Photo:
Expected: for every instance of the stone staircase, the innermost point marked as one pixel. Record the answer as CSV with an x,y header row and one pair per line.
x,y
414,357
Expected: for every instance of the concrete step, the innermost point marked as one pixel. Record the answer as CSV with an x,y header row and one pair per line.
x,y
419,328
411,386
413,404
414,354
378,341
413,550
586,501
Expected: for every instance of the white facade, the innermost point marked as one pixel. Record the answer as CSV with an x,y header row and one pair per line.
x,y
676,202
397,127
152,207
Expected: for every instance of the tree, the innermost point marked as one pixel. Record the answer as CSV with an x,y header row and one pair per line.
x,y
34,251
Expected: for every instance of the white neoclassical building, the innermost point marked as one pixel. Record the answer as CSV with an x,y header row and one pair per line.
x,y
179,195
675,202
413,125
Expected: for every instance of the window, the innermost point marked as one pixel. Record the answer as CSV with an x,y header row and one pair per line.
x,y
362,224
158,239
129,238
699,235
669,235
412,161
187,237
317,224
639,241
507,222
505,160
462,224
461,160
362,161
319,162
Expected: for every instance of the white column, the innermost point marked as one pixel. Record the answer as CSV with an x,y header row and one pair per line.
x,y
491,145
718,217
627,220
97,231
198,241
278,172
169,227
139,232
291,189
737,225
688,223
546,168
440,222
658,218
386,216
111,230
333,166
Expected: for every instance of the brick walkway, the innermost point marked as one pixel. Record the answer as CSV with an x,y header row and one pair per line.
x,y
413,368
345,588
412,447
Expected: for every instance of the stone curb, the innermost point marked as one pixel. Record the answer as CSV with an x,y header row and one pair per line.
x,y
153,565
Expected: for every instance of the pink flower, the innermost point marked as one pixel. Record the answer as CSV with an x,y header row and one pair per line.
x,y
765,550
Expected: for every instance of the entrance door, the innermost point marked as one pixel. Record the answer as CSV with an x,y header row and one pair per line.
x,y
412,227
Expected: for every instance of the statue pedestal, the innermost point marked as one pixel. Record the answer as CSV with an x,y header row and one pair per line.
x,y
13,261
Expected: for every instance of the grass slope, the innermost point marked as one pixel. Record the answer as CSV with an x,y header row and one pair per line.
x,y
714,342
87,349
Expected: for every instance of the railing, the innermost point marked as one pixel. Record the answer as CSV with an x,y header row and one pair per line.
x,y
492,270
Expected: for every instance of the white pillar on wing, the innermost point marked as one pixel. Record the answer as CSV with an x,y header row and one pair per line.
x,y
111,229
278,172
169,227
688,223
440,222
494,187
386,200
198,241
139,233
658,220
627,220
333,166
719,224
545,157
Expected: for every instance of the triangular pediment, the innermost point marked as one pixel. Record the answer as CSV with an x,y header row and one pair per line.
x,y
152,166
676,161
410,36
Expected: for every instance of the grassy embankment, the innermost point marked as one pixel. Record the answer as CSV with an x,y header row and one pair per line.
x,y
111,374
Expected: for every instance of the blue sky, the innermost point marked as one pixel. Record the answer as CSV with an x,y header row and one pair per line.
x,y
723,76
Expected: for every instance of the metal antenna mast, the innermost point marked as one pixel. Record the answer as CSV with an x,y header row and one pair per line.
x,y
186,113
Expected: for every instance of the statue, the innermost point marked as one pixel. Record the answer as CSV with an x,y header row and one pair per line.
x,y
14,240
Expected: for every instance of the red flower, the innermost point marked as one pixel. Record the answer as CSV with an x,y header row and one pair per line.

THE TASK.
Render the entries as a JSON list of strings, one string per line, starting at the line that contains "Expected: for every instance of the grass slope, the" and ending at the last line of the entries. Leave out any blank lines.

SOLVED PROBLEM.
[
  "Expected: for every instance of the grass slope, the innermost point marked as one pixel. Record the answer as CSV with an x,y header row and one pair per line.",
  "x,y",
  "714,342",
  "87,349",
  "Expected: for every instance of the railing, the innermost point marked as one pixel. Record the answer as CSV with an x,y header row and one pair per line.",
  "x,y",
  "492,270",
  "Expected: for every instance of the white pillar on wing, the innermost point marked as one pixel. Record the answer as CSV with an x,y header row and one pair per line.",
  "x,y",
  "111,229",
  "278,172",
  "169,227",
  "688,223",
  "440,222",
  "494,187",
  "386,200",
  "198,241",
  "139,233",
  "658,220",
  "627,220",
  "333,166",
  "719,224",
  "545,157",
  "Expected: for every instance of the triangular pediment, the innermost point marked as one pixel. Record the answer as CSV with an x,y header row and one pair per line.",
  "x,y",
  "152,166",
  "676,161",
  "410,36",
  "Expected: for every instance of the grassy embankment, the innermost point marked as one pixel. Record the answer as CSV with an x,y header row and one pair per line.",
  "x,y",
  "111,374",
  "Expected: for every instance of the blue sky, the innermost point marked as one pixel. Record the answer as CSV with an x,y header row and one pair per line.",
  "x,y",
  "723,76",
  "Expected: for every instance of the metal antenna mast, the innermost point marked as one pixel. Record the answer as CSV with an x,y header row and one pair per line.",
  "x,y",
  "186,113",
  "Expected: for every instance of the statue, the innermost point marked as one pixel. Record the answer as CSV with an x,y header row and one pair per line.",
  "x,y",
  "14,240",
  "Expected: for every instance of the red flower, the innermost point marked as one pixel. Record the answer as CSV with an x,y header row and one pair per line."
]